* **DATA FOR THIS EXERCISE**
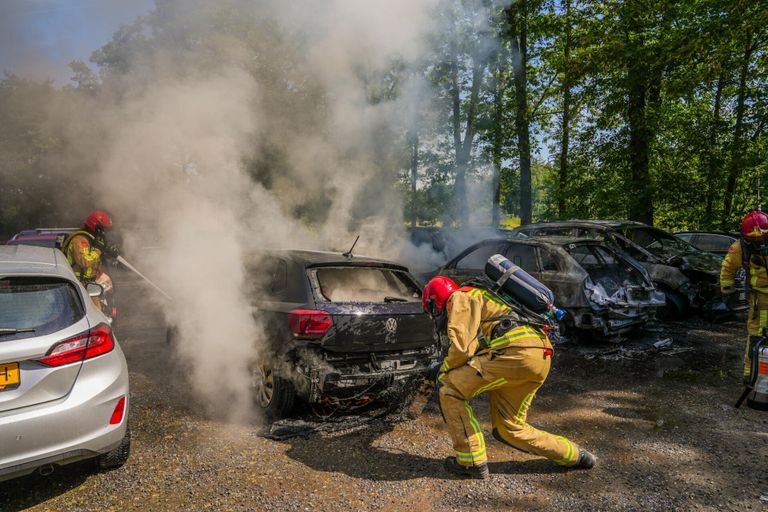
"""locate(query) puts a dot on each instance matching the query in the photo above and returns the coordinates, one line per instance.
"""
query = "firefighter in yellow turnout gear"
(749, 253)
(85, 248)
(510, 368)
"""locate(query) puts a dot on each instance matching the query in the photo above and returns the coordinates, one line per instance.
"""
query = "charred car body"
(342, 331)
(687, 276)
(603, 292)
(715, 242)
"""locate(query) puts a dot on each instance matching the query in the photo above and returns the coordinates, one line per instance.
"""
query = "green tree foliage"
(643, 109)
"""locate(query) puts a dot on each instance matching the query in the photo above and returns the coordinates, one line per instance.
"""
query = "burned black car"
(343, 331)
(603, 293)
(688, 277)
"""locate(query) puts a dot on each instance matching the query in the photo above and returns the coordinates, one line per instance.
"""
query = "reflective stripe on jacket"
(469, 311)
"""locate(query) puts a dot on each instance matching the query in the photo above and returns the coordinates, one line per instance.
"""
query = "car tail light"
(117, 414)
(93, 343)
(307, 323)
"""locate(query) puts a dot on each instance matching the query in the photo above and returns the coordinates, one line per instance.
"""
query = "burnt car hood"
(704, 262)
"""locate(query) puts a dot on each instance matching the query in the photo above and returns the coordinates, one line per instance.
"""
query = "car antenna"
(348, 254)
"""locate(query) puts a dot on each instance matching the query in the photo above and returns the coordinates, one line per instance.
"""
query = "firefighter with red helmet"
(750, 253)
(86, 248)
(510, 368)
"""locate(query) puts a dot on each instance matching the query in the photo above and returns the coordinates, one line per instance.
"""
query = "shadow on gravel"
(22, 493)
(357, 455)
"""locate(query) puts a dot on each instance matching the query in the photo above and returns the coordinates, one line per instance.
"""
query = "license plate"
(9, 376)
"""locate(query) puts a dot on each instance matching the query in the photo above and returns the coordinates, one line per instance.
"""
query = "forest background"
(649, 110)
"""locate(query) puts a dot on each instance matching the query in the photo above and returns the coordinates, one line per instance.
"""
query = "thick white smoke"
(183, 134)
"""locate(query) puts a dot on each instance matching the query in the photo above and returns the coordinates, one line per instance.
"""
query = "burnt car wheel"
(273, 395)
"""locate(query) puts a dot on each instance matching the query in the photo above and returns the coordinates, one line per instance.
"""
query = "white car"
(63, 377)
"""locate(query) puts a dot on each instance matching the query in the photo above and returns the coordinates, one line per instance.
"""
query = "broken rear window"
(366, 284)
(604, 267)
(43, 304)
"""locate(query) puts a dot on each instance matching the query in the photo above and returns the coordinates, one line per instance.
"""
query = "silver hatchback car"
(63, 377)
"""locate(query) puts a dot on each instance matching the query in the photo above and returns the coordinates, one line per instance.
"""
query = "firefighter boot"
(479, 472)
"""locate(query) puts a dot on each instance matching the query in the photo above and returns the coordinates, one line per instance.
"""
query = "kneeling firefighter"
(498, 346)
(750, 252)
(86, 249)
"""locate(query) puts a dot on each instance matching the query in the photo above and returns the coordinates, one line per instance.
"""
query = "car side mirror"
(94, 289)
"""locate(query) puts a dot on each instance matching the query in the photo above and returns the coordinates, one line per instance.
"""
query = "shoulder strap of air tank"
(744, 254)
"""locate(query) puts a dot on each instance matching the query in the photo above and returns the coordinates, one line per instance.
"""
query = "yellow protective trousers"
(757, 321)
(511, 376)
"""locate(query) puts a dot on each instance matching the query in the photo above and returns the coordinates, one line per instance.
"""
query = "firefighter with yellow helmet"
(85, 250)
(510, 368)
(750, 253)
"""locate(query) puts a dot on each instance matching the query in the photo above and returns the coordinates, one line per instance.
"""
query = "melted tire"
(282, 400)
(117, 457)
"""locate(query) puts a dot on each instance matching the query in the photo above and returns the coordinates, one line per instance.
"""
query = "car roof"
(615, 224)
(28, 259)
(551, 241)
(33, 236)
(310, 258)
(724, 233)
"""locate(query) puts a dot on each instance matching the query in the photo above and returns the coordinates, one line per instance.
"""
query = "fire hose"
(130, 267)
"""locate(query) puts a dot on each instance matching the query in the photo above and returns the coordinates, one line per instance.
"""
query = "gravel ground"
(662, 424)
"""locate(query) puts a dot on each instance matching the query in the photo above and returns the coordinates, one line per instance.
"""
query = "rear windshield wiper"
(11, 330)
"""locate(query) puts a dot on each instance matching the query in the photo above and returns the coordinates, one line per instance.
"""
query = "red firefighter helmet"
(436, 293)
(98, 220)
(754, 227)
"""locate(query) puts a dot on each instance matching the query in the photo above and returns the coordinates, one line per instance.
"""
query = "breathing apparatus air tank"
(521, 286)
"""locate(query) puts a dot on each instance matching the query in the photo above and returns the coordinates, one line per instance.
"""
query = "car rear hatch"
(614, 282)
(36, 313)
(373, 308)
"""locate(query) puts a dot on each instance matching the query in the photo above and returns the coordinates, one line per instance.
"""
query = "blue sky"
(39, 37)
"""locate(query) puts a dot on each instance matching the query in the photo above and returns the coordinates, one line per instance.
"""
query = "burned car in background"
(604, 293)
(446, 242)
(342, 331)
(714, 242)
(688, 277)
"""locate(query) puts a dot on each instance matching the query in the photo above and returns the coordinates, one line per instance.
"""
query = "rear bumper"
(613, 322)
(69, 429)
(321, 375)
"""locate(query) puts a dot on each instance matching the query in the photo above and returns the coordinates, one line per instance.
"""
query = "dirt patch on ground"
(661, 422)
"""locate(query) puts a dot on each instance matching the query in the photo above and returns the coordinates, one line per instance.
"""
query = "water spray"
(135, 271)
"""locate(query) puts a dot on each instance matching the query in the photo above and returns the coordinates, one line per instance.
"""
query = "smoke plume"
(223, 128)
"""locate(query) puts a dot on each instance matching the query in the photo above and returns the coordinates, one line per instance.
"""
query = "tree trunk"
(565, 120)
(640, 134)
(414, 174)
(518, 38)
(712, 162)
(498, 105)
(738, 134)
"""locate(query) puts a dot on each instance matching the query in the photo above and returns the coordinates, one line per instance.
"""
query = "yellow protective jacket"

* **ASSIGNMENT**
Please reproduce the whole listing exactly; the pictures stay out.

* **SOLUTION TO THIS EXERCISE**
"""locate(query) puts a dot on each instance matching the query in the photo above and returns the coordinates, one line per instance.
"""
query = "firefighter in yellow turnout gear"
(749, 253)
(85, 248)
(510, 368)
"""locate(query) puts a dot on each instance matching the query in the photo above and returns the coordinates, one line per instance.
"""
query = "charred car body"
(342, 331)
(687, 276)
(603, 292)
(715, 242)
"""locate(query) puts a dot on each instance matching the query in the photo above and returns the coordinates, one line per instance.
"""
query = "green tree foliage"
(643, 109)
"""locate(query) puts a dot on each instance matching the query in the photo above and returns the coordinates, one line per instance.
"""
query = "burned black car"
(343, 331)
(603, 293)
(688, 277)
"""locate(query) puts a dot on each instance matching the query in the photo above and returns the coordinates, one line per instance.
"""
query = "reflective stripe on jacket"
(469, 311)
"""locate(query) puts a dot on each instance matching the query in the photo above and returns the coordinates, one line per instance.
"""
query = "car tail light"
(117, 414)
(93, 343)
(307, 323)
"""locate(query) puts a dot on each instance matching the query in the photo above and returns the coordinates, one line per instance.
"""
query = "burnt car hood"
(704, 262)
"""locate(query) puts a dot on each instance matching the query in the photo above and returns the coordinates, one line per instance.
"""
query = "car antenna"
(348, 254)
"""locate(query) puts a dot on each instance matching the query in the photo above and returns the coordinates, one line per instance.
"""
query = "firefighter with red helmet"
(750, 253)
(86, 248)
(510, 368)
"""locate(query) puts a dot on each instance matching the query in the photo above and returns the coordinates, one line per instance.
"""
query = "shadow on gravel"
(22, 493)
(357, 455)
"""locate(query) puts a dot on each instance matching the query in the photo above and returns the coordinates, one line per instance.
"""
query = "license plate"
(9, 376)
"""locate(query) puts a dot on each instance matching the query in the photo above and returns the coordinates, one line per instance.
"""
query = "forest background"
(649, 110)
"""locate(query) puts a dot on each instance matching the query in the photo above and returns the coordinates, one line per instance.
"""
query = "thick white smoke"
(183, 134)
"""locate(query) puts a dot on each instance matching the query in the photo above and returns the coordinates, one line per instance.
"""
query = "burnt car wheel"
(273, 395)
"""locate(query) puts a dot on each instance matching the query in the photo above and returns the coordinates, one line per instance.
"""
query = "white car"
(63, 377)
"""locate(query) puts a dot on each instance matching the query in the photo above and returns the coordinates, one line per instance.
"""
query = "broken rear window"
(366, 284)
(604, 267)
(43, 304)
"""locate(query) puts a dot on each instance matching the query in the photo above and returns the coordinates, one line per instance.
"""
query = "silver hatchback car"
(63, 377)
"""locate(query) puts a dot on each instance matching the query in the photo above and returns the coordinates, one line per instance.
"""
query = "firefighter boot"
(479, 472)
"""locate(query) puts a dot on each instance matching the query in the photo above and returns the coordinates, one line per instance.
"""
query = "kneeling firefighter"
(498, 346)
(750, 252)
(86, 249)
"""locate(query) puts a dot on each instance matching the query in the photo above and returns the coordinates, one line per instance.
"""
query = "car side mirror"
(94, 289)
"""locate(query) puts a dot on each instance matching the query in the photo above and returns the coordinates, one line per instance.
"""
query = "shoulder strap of air tank"
(744, 254)
"""locate(query) puts a dot on each instance matching the query in the photo above and returns the coordinates, one line per instance.
"""
query = "yellow protective trousers"
(757, 321)
(511, 376)
"""locate(query) puts a dot on each instance matching the query in the photo above and returns the coordinates, one line per instance.
"""
query = "firefighter with yellow helmet"
(85, 250)
(510, 368)
(750, 253)
"""locate(query) puts a dot on each instance matching the query in the photo above and returns the coordinates, one line per instance.
"""
query = "melted tire"
(282, 400)
(117, 457)
"""locate(query) puts a dot on each instance matching the query in the photo above and returns the coordinates, one line per instance.
"""
query = "car roof"
(615, 224)
(28, 259)
(551, 241)
(33, 236)
(310, 258)
(724, 233)
"""locate(query) puts a dot on each instance matching the query in the photo above and returns the coordinates, one line per instance.
"""
query = "fire hose"
(130, 267)
"""locate(query) puts a dot on each instance matching the query in the photo above and returns the coordinates, one line per instance.
"""
query = "gravel ground"
(662, 424)
"""locate(query) puts a dot on each instance matching the query in the photo above and returns the coordinates, one line per instance.
"""
query = "rear windshield wiper"
(11, 330)
"""locate(query) puts a dot on each instance matching the query in the photo above and returns the coordinates, one line per instance.
"""
query = "red firefighter helmet"
(436, 293)
(98, 220)
(754, 227)
"""locate(query) puts a dot on each instance matching the query in the photo above and returns the coordinates, one line per instance.
"""
query = "breathing apparatus air tank"
(521, 286)
"""locate(query) puts a dot on each instance matching the query in the photo above and returns the coordinates, one line per instance.
"""
query = "car rear hatch"
(614, 282)
(36, 313)
(373, 308)
"""locate(query) puts a dot on each instance matching the query in the photo above and returns the coordinates, one line per instance.
"""
query = "blue sky"
(39, 37)
"""locate(query) puts a dot on each instance matching the query in the photo above and returns the coordinates, one line per instance.
"""
query = "burned car in background"
(604, 293)
(446, 242)
(342, 331)
(714, 242)
(688, 277)
"""locate(query) puts a dot on each instance matching the query in the photo above and returns the coordinates, one line per instance.
"""
query = "rear bumper"
(613, 322)
(69, 429)
(321, 375)
"""locate(query) puts a dot on each instance matching the query in the photo above and returns the coordinates, one line per instance.
"""
query = "dirt patch on ground"
(661, 422)
"""locate(query) puts a dot on each instance matching the query in the photo above and returns the coordinates, one line per instance.
"""
query = "water spray"
(135, 271)
"""locate(query) puts a dot on each instance matching the query in the photo above and returns the coordinates, one line per instance.
"""
query = "smoke plume"
(223, 128)
"""locate(query) puts a dot on each instance matching the query in the photo above and returns the coordinates, one line per instance.
"""
query = "tree trunk"
(565, 120)
(640, 134)
(414, 174)
(518, 38)
(712, 162)
(498, 105)
(738, 134)
"""locate(query) puts a dot on each instance matching the query in the photo above and returns the coordinates, one line per instance.
"""
query = "yellow protective jacket"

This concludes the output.